» Excerpted passage:

Smoking (still) stinks

The Canadian Cancer Society peels back the fruity curtain on flavoured tobacco.

For National Non-Smoking Week, the Canadian Cancer Society is hoping that if the delightful flavours being added to tobacco products are making you forget about its dangers, that grossing you out a bit will remind you.

In a new PSA, surgeons in an operating room suddenly stop to appreciate the fact that the cancerous tumor they are operating on has a pleasant, strawberry smell to it. The campaign, developed with Rethink, also features a series of print ads, where seemingly normal-looking organs are presented with fruity-looking growths on them, under a tagline stating the wide range of flavours cancer is now available in.

“I think the Canadian Cancer society is typically quite conservative, but we wanted to make people a little bit uncomfortable so it has some stopping power and they take notice,” says Lisa Hurlbutt, director of marketing and communications at Canadian Cancer Society. “Nick [Quintal, managing partner at Rethink] kept saying, ‘what’s your gross factor?’ so he had to push us a little, but that’s a direction we wanted to go.”

» Provided material:
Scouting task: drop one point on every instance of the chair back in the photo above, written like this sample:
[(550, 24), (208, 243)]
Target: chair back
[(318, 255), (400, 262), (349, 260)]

» Task statement: Decide whether each statement agrees with the anti-smoking campaign article, answering yes or no and quoting the words of the article that settle it: (a) the campaign was developed with Rethink; (b) in the PSA, the surgeons notice that the tumor smells like strawberry; (c) Lisa Hurlbutt is the managing partner at Rethink. Rely only on the anti-smoking campaign article, not on the data.

» Reply to the task:
(a) Yes: "The campaign, developed with Rethink"
(b) Yes: "the cancerous tumor they are operating on has a pleasant, strawberry smell to it"
(c) No: "Lisa Hurlbutt, director of marketing and communications at Canadian Cancer Society"